-- AIM --
Resize the records below, from the line holding "Note to the class: point out the power" through the line holding "<point>47,279</point>", inclusive, and give back only that span. Copy every line as it stands, except multiply each x and y coordinate inside the points by 1.2 and round it to a whole number, with halves going up.

===== MATERIAL FOR THIS TASK =====

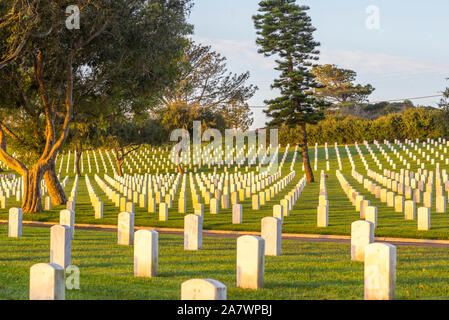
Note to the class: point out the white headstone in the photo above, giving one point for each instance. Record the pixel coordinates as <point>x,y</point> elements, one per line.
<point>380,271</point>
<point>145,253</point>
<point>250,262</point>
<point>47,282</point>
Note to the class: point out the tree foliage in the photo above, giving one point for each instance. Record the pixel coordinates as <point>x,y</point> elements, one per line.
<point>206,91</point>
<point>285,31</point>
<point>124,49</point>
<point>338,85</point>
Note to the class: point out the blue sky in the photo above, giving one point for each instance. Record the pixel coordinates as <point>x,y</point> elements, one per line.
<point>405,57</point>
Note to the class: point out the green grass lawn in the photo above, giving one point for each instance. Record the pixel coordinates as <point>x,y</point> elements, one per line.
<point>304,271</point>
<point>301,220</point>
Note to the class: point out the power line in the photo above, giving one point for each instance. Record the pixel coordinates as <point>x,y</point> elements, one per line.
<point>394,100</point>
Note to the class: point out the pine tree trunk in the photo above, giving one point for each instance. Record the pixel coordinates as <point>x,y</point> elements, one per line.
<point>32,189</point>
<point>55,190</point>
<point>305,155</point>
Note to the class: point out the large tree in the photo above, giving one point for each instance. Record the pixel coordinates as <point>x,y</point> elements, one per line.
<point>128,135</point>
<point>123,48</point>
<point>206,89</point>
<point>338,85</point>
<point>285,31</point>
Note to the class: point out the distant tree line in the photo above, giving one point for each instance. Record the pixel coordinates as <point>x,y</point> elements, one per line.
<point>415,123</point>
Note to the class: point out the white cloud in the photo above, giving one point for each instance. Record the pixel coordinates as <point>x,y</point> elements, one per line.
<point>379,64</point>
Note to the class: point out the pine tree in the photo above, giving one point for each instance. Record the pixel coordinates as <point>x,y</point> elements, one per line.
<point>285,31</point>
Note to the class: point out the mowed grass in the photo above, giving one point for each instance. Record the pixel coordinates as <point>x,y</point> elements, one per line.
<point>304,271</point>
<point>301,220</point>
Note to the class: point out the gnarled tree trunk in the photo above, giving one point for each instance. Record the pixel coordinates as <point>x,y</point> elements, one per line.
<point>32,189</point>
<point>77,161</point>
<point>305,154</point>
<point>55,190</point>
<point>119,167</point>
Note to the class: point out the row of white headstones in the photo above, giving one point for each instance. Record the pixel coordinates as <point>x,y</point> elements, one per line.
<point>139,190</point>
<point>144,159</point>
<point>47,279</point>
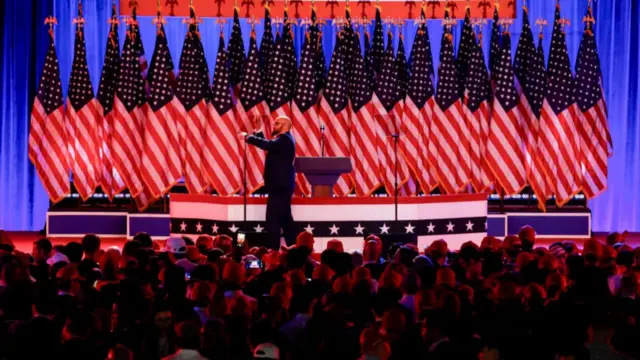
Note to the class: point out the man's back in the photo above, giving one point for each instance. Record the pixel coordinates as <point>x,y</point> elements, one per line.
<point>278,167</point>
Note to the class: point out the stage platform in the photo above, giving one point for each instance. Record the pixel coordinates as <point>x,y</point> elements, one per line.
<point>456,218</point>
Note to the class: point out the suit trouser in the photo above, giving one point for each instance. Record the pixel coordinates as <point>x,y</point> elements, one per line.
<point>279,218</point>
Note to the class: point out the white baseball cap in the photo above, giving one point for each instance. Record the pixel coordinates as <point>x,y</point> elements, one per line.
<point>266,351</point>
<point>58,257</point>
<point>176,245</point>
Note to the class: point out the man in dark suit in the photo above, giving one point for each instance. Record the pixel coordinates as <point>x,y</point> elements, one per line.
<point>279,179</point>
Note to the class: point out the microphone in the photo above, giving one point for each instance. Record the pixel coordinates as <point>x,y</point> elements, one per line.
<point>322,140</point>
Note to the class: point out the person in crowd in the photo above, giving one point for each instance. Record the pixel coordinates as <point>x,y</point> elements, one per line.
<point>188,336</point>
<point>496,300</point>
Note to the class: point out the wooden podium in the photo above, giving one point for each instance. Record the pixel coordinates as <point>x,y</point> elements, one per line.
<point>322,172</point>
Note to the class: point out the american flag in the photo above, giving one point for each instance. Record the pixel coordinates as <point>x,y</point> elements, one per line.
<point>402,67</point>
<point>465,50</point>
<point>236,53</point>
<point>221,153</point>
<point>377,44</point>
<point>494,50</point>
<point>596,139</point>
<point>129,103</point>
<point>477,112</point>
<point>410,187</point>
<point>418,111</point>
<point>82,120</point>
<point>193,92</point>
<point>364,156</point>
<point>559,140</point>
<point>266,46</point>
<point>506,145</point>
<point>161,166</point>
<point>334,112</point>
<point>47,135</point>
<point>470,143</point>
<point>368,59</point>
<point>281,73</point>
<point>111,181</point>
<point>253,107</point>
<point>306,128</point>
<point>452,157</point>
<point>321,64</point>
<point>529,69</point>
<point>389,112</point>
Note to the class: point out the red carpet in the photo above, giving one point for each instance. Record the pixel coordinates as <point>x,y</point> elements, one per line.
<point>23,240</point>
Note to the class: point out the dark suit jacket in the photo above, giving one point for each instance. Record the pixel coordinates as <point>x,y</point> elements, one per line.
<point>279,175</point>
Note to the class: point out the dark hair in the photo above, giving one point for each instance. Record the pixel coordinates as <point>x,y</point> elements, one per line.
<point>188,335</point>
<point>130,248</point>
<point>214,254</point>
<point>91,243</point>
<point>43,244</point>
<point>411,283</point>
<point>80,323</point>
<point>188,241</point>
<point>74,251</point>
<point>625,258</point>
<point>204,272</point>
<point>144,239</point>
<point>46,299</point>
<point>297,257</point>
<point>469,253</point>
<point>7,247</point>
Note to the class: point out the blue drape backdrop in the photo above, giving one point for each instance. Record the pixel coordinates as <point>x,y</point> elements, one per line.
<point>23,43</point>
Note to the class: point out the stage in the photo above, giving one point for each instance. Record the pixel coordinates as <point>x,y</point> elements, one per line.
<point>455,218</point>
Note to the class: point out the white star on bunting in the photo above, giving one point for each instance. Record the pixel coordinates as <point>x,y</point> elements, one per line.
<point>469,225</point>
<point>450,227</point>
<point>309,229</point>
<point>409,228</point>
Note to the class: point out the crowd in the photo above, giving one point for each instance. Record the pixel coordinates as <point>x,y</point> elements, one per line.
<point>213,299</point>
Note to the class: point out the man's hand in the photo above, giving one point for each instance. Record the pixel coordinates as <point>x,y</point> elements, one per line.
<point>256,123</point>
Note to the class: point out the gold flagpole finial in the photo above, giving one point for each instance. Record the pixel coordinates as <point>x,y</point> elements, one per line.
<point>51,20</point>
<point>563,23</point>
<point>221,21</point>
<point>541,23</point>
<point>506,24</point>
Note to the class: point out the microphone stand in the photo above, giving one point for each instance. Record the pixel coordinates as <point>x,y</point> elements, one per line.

=====

-- TASK OUTPUT --
Note to the class: point out the power line in the photo above, giving one point for each instance. Record the pixel coordinates as <point>x,y</point> elements, one per line.
<point>473,120</point>
Note to the class: point out the pine tree trunk in the photo above, giving one point for each instance. Record the pixel coordinates as <point>x,y</point> elements, one per line.
<point>38,227</point>
<point>66,228</point>
<point>366,186</point>
Note to the class: point out the large tree in the photo above, giving one point for each instance. Record the pixel coordinates as <point>x,y</point> elements, one per line.
<point>154,162</point>
<point>148,58</point>
<point>247,107</point>
<point>406,102</point>
<point>342,37</point>
Note to the class: point out the distant tree line in the photo above, giving one point for each instance. Record the pixel coordinates as <point>x,y</point> elements, one per line.
<point>498,148</point>
Note to the class: point out the white cloud in the photo above, giving one point for each instance. Record the pixel coordinates as <point>x,y</point> elements, one per line.
<point>455,77</point>
Note to the class: point out the pine tree in the photo above, giving one point for each instance. Record the pixel coordinates as <point>x,y</point> elements, one per line.
<point>342,37</point>
Note to the class: point out the mowed grass in the photo above, giving one point for each instance. Record the pixel coordinates as <point>x,y</point> elements, one per line.
<point>365,325</point>
<point>361,264</point>
Note to the class: point out the gnarled tree trunk in the photo above, giving one point for each instance. Record the pixel coordinates as <point>x,y</point> elements, one per line.
<point>38,227</point>
<point>92,193</point>
<point>366,185</point>
<point>66,228</point>
<point>143,200</point>
Note to the class: point out the row of white headstones in the photo above, giving one point for each instance. Record the pixel coordinates as <point>x,y</point> elements, one per line.
<point>167,228</point>
<point>173,191</point>
<point>56,335</point>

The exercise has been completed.